Natural language region descriptions
⁂

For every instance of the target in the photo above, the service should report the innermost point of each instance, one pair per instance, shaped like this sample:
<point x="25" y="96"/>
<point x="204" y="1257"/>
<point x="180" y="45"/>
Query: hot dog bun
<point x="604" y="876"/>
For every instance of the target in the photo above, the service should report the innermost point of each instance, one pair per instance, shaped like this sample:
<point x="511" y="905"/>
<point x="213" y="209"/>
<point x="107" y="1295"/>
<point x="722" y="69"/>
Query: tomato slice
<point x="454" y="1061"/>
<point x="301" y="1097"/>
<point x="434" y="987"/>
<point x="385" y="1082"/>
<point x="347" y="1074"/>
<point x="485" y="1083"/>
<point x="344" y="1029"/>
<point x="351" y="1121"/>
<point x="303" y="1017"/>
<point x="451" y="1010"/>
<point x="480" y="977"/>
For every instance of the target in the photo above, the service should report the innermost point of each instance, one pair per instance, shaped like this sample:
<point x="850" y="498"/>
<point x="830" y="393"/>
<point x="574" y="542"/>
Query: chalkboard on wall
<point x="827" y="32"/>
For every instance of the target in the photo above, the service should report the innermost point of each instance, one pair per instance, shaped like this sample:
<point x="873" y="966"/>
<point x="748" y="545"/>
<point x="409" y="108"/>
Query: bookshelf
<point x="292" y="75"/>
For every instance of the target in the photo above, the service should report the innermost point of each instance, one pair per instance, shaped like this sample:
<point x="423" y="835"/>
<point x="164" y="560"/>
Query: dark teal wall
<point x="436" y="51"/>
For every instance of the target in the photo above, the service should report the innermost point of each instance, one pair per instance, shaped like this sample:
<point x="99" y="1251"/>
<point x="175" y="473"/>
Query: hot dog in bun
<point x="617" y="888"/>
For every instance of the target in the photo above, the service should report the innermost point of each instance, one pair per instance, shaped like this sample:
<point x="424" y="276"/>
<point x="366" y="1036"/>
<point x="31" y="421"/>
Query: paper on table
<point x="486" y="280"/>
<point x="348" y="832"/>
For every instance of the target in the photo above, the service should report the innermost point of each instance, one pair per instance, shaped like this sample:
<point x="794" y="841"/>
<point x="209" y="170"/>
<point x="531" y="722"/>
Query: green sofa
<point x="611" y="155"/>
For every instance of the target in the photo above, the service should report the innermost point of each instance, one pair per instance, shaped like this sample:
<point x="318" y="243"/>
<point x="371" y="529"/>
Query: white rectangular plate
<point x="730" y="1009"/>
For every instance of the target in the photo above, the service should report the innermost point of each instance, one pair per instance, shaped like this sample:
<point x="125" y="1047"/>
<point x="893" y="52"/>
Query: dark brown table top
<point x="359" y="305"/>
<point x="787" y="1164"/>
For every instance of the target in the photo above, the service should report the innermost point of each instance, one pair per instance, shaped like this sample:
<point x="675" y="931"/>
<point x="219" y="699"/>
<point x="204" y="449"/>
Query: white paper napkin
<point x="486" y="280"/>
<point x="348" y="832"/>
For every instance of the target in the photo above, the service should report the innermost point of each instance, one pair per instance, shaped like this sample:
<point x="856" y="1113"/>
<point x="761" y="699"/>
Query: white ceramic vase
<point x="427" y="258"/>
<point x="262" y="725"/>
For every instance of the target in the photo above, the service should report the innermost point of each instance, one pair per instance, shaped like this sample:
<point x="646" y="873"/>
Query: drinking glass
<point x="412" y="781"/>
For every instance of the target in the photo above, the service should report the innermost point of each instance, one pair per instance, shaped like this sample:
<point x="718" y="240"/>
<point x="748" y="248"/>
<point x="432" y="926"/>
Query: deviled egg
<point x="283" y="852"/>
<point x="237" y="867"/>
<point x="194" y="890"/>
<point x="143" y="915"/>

⁂

THE PROBLEM: Whatever appears in the lines above should be copied exactly.

FINISHED TASK:
For every instance of the target in the photo above, the service should report the innermost point of each instance, one pair per instance, shaped like this sample:
<point x="25" y="96"/>
<point x="204" y="1257"/>
<point x="180" y="45"/>
Query: hot dog bun
<point x="604" y="876"/>
For every instance of the target in the photo above, the service should report the innermost point of each instance, one pair per instance, shaped like this sample:
<point x="511" y="905"/>
<point x="213" y="209"/>
<point x="107" y="1295"/>
<point x="722" y="69"/>
Query: tomato slice
<point x="454" y="1061"/>
<point x="301" y="1097"/>
<point x="434" y="987"/>
<point x="385" y="1082"/>
<point x="347" y="1074"/>
<point x="485" y="1083"/>
<point x="344" y="1029"/>
<point x="351" y="1121"/>
<point x="303" y="1017"/>
<point x="451" y="1010"/>
<point x="480" y="977"/>
For every instance of the target in the photo above, the service should report the innermost point of each instance, one pair per instance, shaped like this sample:
<point x="850" y="498"/>
<point x="830" y="393"/>
<point x="574" y="542"/>
Query: chalkboard on wall
<point x="827" y="32"/>
For every instance of the target in the photo above, the service should report the innermost point of each instance, one pair per instance, shaped like this sample:
<point x="873" y="966"/>
<point x="748" y="545"/>
<point x="409" y="108"/>
Query: bookshelf
<point x="292" y="75"/>
For every instance of the target in the photo above, the service should report the innermost point of each instance, one pair per instance, shaped like this sample:
<point x="423" y="835"/>
<point x="164" y="560"/>
Query: dark teal wall
<point x="436" y="51"/>
For every instance of the target in the photo above, the service should report the innermost point of each instance, one pair per instance, shaped like this sample:
<point x="99" y="1251"/>
<point x="175" y="473"/>
Query: hot dog in bun
<point x="617" y="888"/>
For every instance of the target in the photo above, the service should report the innermost point of each instance, one pair per instance, shaped like this sample:
<point x="424" y="276"/>
<point x="366" y="1036"/>
<point x="31" y="421"/>
Query: paper on table
<point x="486" y="280"/>
<point x="348" y="832"/>
For every instance of the target in the photo above, the service should report the innermost point of each instance, one pair per instance, shaped like this sample:
<point x="794" y="841"/>
<point x="209" y="170"/>
<point x="531" y="722"/>
Query: green sofa
<point x="611" y="155"/>
For every instance of the target in the photo above, the service should report the innermost point of each instance, one pair per instance, shaped like this sample:
<point x="318" y="243"/>
<point x="371" y="529"/>
Query: white rectangular plate
<point x="730" y="1009"/>
For every instance of the target in the photo above, the service should report the innermost point of each instance, one pair per instance, shaped like this sample:
<point x="125" y="1047"/>
<point x="893" y="52"/>
Query: dark brown table top
<point x="359" y="305"/>
<point x="787" y="1164"/>
For every instance of the target in the photo above, the service should report the innermost point of each instance, one pair per instance, shaped like this sample:
<point x="675" y="931"/>
<point x="219" y="699"/>
<point x="204" y="449"/>
Query: white paper napkin
<point x="486" y="280"/>
<point x="348" y="832"/>
For every instance of the target in the photo above, the service should report the innermost point of each instance, one pair per instance, shaped like this sample:
<point x="856" y="1113"/>
<point x="761" y="699"/>
Query: white ceramic vase
<point x="427" y="258"/>
<point x="262" y="725"/>
For every instance of the target in the photo above, the service should report the innermost point of each instance, one pair per instance, shaped like this sample:
<point x="646" y="873"/>
Query: drinking glass
<point x="412" y="781"/>
For every instance of the target in the photo above, the service should report the innermost point of each instance, one pair per instance, shaped like this sample:
<point x="718" y="240"/>
<point x="748" y="248"/>
<point x="432" y="926"/>
Query: deviled egg
<point x="283" y="852"/>
<point x="237" y="867"/>
<point x="194" y="890"/>
<point x="143" y="915"/>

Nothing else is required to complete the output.